■ **DOCUMENT SEGMENT**
Monday, 19 February 2018

D is for... Daleks (Part 2)


The Doctor had thought that he had seen the final end of the Daleks, after witnessing the civil war which destroyed their city on Skaro. He was mistaken. During his exile on Earth in the late 20th Century, whilst working for UNIT, he was called in to investigate ghostly happenings at the country home of Sir Reginald Styles. The diplomat had claimed to have been attacked by a man who vanished into thin air. The Doctor and Jo Grant spent a night at the house and discovered that the attackers were guerrillas who had travelled back in time from the 22nd Century to assassinate Styles. Jo was accidentally thrown forward through time when she operated one of their time machines, forcing the Doctor to follow. He found himself on an Earth that had been re-invaded by the Daleks. They had used time travel to undo the defeat he had inflicted on them in his first incarnation. Only a handful of Daleks were on the planet, led by the Gold Dalek. Their law was enforced by human servants as well as the brutish alien Ogrons.

■ **EXTRACTED RECORDS**
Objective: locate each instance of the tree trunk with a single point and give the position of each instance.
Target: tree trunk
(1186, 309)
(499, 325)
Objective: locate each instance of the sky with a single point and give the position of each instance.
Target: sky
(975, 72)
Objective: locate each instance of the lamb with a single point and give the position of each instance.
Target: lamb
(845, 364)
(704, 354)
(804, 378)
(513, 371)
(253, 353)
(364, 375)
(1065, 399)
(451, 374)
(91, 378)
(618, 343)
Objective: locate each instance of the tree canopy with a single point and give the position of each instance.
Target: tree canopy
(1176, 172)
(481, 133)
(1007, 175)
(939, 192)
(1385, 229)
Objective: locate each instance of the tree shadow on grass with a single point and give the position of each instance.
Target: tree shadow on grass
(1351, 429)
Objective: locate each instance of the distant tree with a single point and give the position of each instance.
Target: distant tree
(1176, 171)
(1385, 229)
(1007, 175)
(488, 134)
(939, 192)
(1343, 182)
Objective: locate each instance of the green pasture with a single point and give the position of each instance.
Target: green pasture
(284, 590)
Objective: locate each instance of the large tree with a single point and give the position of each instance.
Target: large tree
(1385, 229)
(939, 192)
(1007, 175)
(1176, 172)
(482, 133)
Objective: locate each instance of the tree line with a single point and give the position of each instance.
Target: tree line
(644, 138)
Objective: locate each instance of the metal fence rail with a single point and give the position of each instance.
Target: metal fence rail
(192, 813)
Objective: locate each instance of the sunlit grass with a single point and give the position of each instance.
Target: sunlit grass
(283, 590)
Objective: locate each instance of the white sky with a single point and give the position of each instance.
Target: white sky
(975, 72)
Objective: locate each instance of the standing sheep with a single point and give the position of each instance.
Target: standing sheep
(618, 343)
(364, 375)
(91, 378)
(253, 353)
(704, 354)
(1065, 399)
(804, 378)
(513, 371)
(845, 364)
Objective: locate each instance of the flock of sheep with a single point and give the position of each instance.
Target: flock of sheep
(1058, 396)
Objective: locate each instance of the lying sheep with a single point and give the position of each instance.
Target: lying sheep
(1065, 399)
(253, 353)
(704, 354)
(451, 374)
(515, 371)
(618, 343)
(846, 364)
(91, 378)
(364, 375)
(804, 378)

■ **WORK REQUIRED**
Please answer these questions from the Daleks entry:
(a) At whose country home did the Doctor investigate the ghostly happenings?
(b) From which century had the guerrillas travelled back in time?
(c) Who led the handful of Daleks on the planet?

■ **ANSWER BOX**
(a) Sir Reginald Styles
(b) The 22nd Century
(c) The Gold Dalek